## begin

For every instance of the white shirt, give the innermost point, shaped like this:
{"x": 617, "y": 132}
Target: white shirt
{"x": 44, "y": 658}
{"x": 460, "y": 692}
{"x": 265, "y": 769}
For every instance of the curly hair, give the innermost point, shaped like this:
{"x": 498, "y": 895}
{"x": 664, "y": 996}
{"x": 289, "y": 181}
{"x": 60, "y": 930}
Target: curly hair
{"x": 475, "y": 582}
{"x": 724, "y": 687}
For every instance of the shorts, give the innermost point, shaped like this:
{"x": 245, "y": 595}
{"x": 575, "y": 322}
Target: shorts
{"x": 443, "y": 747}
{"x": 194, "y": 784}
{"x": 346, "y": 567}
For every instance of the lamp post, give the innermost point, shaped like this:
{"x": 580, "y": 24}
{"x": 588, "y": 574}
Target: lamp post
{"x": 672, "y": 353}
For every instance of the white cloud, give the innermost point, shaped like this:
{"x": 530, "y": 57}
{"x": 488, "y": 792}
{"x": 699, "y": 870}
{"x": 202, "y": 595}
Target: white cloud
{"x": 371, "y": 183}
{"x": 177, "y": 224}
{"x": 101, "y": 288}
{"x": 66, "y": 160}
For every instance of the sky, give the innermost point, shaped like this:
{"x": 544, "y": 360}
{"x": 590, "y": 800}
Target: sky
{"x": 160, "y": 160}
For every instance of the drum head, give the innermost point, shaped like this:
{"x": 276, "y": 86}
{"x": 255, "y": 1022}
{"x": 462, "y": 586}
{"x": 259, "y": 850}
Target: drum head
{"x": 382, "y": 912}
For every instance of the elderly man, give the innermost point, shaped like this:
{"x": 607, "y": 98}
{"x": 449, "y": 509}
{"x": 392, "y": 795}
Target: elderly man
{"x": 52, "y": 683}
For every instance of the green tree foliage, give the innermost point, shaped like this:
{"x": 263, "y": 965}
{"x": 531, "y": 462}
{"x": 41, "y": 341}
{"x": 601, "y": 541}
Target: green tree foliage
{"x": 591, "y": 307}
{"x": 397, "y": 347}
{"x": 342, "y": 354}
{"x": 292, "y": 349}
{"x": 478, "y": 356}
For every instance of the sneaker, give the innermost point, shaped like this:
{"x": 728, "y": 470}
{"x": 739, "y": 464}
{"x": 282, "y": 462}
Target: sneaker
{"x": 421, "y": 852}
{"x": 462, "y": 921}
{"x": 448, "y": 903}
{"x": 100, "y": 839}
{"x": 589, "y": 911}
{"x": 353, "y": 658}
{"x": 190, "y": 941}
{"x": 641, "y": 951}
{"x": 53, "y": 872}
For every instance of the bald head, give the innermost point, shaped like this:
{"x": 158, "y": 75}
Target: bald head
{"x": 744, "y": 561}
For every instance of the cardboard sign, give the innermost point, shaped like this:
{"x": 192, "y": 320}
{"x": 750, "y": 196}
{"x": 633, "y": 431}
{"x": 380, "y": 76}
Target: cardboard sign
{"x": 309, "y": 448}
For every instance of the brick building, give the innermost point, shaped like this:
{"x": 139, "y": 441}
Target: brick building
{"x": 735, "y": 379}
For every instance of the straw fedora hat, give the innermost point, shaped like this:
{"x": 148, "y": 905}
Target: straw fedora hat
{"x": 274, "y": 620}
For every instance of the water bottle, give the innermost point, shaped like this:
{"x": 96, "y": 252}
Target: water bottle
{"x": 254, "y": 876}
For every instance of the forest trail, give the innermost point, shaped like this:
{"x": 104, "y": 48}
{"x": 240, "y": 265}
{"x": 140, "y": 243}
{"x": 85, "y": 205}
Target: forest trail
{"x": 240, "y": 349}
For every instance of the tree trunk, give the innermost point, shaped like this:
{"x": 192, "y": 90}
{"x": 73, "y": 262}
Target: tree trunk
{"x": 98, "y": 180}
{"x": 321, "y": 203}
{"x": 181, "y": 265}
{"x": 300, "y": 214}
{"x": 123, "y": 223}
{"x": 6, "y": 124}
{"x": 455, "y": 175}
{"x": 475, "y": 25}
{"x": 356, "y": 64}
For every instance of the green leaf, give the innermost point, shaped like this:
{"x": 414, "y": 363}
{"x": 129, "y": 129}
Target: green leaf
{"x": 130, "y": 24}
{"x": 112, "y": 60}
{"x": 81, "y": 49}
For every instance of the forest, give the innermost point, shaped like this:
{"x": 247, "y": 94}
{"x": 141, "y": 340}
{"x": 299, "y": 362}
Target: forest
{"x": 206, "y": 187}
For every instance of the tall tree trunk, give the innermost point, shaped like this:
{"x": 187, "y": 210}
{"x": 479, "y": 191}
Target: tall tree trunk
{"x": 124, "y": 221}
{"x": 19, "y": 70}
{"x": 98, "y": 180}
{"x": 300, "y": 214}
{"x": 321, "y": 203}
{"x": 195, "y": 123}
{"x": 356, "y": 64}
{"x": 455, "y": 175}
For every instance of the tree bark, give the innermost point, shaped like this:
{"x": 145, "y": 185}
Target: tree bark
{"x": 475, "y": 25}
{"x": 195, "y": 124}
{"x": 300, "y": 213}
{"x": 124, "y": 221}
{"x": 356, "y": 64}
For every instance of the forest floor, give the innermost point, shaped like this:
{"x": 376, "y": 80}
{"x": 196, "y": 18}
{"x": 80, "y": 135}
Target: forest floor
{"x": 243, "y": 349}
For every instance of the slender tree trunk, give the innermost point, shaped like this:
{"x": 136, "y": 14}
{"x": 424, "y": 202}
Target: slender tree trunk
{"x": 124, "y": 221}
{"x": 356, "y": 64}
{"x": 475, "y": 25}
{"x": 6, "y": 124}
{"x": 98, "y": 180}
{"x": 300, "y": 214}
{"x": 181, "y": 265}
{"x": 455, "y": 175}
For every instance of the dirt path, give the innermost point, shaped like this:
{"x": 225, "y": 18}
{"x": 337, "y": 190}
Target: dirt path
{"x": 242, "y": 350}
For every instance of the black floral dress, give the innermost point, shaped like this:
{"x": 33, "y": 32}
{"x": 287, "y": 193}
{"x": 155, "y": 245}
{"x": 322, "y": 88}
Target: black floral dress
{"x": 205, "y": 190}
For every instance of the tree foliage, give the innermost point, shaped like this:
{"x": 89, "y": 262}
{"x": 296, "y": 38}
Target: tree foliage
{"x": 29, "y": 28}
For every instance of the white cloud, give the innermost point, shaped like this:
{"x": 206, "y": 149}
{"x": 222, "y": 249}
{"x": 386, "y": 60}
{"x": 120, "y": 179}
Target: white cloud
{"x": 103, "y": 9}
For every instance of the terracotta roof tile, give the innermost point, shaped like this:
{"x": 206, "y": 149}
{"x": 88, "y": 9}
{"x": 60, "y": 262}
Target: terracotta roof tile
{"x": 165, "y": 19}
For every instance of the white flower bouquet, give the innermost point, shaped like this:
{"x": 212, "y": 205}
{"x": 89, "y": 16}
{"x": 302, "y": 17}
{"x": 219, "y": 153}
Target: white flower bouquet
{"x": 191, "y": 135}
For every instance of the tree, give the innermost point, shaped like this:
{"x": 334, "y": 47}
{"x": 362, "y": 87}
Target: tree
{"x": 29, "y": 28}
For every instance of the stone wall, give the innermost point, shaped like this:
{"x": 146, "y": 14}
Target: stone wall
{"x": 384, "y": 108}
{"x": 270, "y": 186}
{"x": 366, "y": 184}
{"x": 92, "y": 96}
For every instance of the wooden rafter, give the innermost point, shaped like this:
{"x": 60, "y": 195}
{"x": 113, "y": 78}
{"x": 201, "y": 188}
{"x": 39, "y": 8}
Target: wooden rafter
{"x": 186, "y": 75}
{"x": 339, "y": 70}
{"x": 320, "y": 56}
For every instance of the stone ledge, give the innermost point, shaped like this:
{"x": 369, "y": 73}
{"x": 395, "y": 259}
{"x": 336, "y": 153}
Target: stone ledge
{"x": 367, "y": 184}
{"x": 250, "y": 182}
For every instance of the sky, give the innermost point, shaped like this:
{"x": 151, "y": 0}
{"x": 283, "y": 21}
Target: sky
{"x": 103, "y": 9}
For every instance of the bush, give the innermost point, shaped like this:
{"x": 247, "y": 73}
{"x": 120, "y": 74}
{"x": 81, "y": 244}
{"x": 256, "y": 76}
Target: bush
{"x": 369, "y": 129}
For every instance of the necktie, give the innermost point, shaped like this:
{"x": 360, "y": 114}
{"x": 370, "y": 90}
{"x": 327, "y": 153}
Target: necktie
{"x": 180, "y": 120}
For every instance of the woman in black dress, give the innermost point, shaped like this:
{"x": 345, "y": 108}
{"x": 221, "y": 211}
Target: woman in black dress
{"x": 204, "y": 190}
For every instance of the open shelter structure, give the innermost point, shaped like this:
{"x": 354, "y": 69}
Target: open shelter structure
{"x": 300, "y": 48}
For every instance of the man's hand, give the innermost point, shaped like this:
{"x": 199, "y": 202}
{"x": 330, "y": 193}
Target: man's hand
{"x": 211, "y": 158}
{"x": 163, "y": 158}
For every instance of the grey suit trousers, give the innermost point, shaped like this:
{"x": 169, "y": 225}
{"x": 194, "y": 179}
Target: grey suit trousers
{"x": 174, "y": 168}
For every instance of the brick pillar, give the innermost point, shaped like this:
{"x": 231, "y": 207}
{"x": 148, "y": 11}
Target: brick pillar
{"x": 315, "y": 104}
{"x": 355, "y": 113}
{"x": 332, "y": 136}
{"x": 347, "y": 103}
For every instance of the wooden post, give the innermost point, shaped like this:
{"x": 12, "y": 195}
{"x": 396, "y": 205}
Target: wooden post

## end

**Problem description**. Repeat exactly the lines above, starting with the line that contains "For every instance of the stone wall, give" and ending with the last line, both included, and nothing else.

**The response**.
For every instance of the stone wall, give the innermost point, shaped like this:
{"x": 146, "y": 14}
Target: stone wall
{"x": 384, "y": 108}
{"x": 270, "y": 186}
{"x": 366, "y": 184}
{"x": 92, "y": 96}
For every instance of the wooden rafter, give the innermost point, shaped like this:
{"x": 60, "y": 195}
{"x": 113, "y": 78}
{"x": 201, "y": 188}
{"x": 39, "y": 8}
Target: wooden rafter
{"x": 186, "y": 75}
{"x": 339, "y": 70}
{"x": 320, "y": 56}
For every instance of the stone ledge, give the innermost point, shaped like this:
{"x": 369, "y": 73}
{"x": 395, "y": 259}
{"x": 336, "y": 153}
Target: stone ledge
{"x": 367, "y": 184}
{"x": 250, "y": 182}
For every instance of the sky, give the innermost point, shaped like this:
{"x": 151, "y": 0}
{"x": 283, "y": 21}
Target: sky
{"x": 103, "y": 9}
For every instance of the bush, give the innermost point, shaped like this:
{"x": 247, "y": 73}
{"x": 120, "y": 74}
{"x": 81, "y": 244}
{"x": 256, "y": 76}
Target: bush
{"x": 369, "y": 129}
For every instance of the necktie, give the innermost point, shaped like this:
{"x": 360, "y": 114}
{"x": 370, "y": 90}
{"x": 327, "y": 153}
Target: necktie
{"x": 180, "y": 120}
For every instance of the woman in black dress, give the innermost point, shaped like this:
{"x": 345, "y": 108}
{"x": 221, "y": 211}
Target: woman in black dress
{"x": 204, "y": 190}
For every instance of the open shelter structure, give the innermost point, shaped like this:
{"x": 354, "y": 69}
Target: open shelter structure
{"x": 300, "y": 48}
For every instance of the man's hand, give the innermost point, shaped like this:
{"x": 199, "y": 202}
{"x": 330, "y": 193}
Target: man's hand
{"x": 211, "y": 158}
{"x": 163, "y": 158}
For every instance of the grey suit trousers, give the innermost point, shaped like this:
{"x": 169, "y": 225}
{"x": 194, "y": 179}
Target: grey suit trousers
{"x": 174, "y": 168}
For every instance of the brick pillar, give the innermost point, shaped like this:
{"x": 231, "y": 207}
{"x": 148, "y": 11}
Target: brick pillar
{"x": 315, "y": 104}
{"x": 355, "y": 113}
{"x": 332, "y": 136}
{"x": 347, "y": 103}
For every instance of the wooden post, give the innermost point, shaped like this:
{"x": 12, "y": 195}
{"x": 396, "y": 205}
Target: wooden post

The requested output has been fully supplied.